== Directions for this task ==
Rewrite the records below, substituting "Place a point on each instance" for every occurrence of "Mark every instance with a point" and leaving everything else unchanged. Leave out the picture lines.

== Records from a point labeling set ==
"""
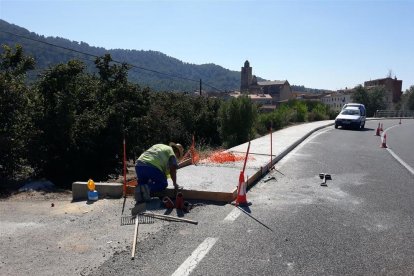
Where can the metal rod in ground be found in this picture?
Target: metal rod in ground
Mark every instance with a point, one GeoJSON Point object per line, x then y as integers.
{"type": "Point", "coordinates": [241, 209]}
{"type": "Point", "coordinates": [134, 242]}
{"type": "Point", "coordinates": [123, 206]}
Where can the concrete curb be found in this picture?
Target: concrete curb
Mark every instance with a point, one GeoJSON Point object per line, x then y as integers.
{"type": "Point", "coordinates": [112, 190]}
{"type": "Point", "coordinates": [115, 190]}
{"type": "Point", "coordinates": [264, 170]}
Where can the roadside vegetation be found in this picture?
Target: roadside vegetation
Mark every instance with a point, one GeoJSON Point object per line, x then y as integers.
{"type": "Point", "coordinates": [69, 124]}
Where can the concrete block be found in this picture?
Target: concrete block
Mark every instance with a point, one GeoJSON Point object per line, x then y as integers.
{"type": "Point", "coordinates": [80, 190]}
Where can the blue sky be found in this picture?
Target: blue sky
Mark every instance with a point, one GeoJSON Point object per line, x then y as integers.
{"type": "Point", "coordinates": [318, 44]}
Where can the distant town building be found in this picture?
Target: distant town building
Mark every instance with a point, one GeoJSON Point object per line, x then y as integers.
{"type": "Point", "coordinates": [279, 91]}
{"type": "Point", "coordinates": [336, 100]}
{"type": "Point", "coordinates": [393, 89]}
{"type": "Point", "coordinates": [264, 101]}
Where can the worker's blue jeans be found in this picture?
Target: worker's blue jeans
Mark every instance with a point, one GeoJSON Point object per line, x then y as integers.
{"type": "Point", "coordinates": [151, 176]}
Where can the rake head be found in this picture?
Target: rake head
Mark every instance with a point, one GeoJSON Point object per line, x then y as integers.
{"type": "Point", "coordinates": [130, 220]}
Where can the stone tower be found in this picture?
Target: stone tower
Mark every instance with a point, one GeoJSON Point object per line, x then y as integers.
{"type": "Point", "coordinates": [246, 77]}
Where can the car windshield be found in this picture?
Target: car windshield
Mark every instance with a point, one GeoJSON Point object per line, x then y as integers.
{"type": "Point", "coordinates": [350, 112]}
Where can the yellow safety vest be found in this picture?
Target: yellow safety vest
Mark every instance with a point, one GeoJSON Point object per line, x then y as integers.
{"type": "Point", "coordinates": [158, 156]}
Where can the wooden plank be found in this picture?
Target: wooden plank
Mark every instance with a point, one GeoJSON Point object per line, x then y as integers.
{"type": "Point", "coordinates": [134, 242]}
{"type": "Point", "coordinates": [200, 195]}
"""
== Exercise answer ==
Where can the metal rod in ground be found in this picture?
Target: metal rod in ground
Place a point on each instance, one GeoJSON Point object per line, x then y as integers.
{"type": "Point", "coordinates": [241, 209]}
{"type": "Point", "coordinates": [134, 242]}
{"type": "Point", "coordinates": [123, 206]}
Where can the concrete curb be found in this picture?
Target: concrete curb
Place a point on each instance, one GeoJSON Point object per line, x then y as integers.
{"type": "Point", "coordinates": [112, 190]}
{"type": "Point", "coordinates": [115, 190]}
{"type": "Point", "coordinates": [264, 170]}
Where can the roadside vegetation be found in this picture?
Target: roadside vegetation
Place a point on each instance, one GeoJSON Point object per line, x then y as integers.
{"type": "Point", "coordinates": [69, 124]}
Where can the concrete block be found in this picture?
Target: concrete block
Place a point on each instance, one GeoJSON Point object per line, x then y as integers.
{"type": "Point", "coordinates": [80, 190]}
Where can the blue sky be found in this picture?
Target: blue sky
Place a point on each instance, one GeoJSON Point object per line, x then y as integers.
{"type": "Point", "coordinates": [318, 44]}
Where can the distant town building be found in this picture?
Target: distant town building
Place a point on each instance, one GeoJSON Point object per line, x then y as integers.
{"type": "Point", "coordinates": [279, 91]}
{"type": "Point", "coordinates": [336, 100]}
{"type": "Point", "coordinates": [393, 89]}
{"type": "Point", "coordinates": [264, 101]}
Where can the worker's blue jeans be found in this picture?
Target: worker's blue jeans
Place a point on each instance, one GeoJSON Point object per line, x then y as integers.
{"type": "Point", "coordinates": [151, 176]}
Where can the rake head be found in this picture?
Target: rake head
Place a point on each instance, one GeoJSON Point object per line, x then y as integers.
{"type": "Point", "coordinates": [130, 220]}
Where can the stone tower be found in this picture?
Target: stone tower
Place a point on each instance, one GeoJSON Point object per line, x then y as integers.
{"type": "Point", "coordinates": [246, 77]}
Where can the car windshield be found in this picture?
Target: car windshield
Place a point on each instance, one GeoJSON Point object per line, x then y as integers.
{"type": "Point", "coordinates": [350, 112]}
Where can the yellow safety vest be found in this picture?
Target: yellow safety vest
Place a point on each instance, one GeoJSON Point object per line, x then y as integers.
{"type": "Point", "coordinates": [158, 156]}
Where can the wooden plank be found in this picture?
Target: wooden plank
Place a point on each instance, one GeoJSON Point object per line, x then y as integers.
{"type": "Point", "coordinates": [134, 242]}
{"type": "Point", "coordinates": [200, 195]}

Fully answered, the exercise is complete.